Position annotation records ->

━━━━━━━━━━━━━━━━━━━━

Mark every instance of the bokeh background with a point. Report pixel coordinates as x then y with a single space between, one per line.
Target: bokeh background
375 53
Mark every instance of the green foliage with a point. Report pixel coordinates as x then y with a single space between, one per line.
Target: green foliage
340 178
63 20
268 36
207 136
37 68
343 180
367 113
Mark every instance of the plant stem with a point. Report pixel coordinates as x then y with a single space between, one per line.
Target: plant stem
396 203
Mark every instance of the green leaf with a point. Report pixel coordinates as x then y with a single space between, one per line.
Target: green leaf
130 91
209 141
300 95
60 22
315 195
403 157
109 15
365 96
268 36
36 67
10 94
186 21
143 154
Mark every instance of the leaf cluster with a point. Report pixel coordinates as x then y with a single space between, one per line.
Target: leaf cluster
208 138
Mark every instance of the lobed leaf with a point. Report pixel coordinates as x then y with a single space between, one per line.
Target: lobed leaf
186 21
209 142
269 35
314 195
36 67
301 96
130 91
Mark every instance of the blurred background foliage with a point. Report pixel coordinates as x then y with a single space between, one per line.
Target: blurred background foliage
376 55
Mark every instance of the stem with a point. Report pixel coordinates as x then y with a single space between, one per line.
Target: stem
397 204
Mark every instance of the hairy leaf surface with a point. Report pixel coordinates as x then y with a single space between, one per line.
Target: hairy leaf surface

━━━━━━━━━━━━━━━━━━━━

What this task involves ->
Format the lines from the one containing "Mark every instance of the hairy" through the end of the items as a JSON list of strings, with one string per line and blank lines omitted.

Solution ->
[
  "Mark every instance of the hairy leaf surface with a point. Report pixel coordinates as x then y with a single space between, one per line.",
  "Target: hairy leaf surface"
]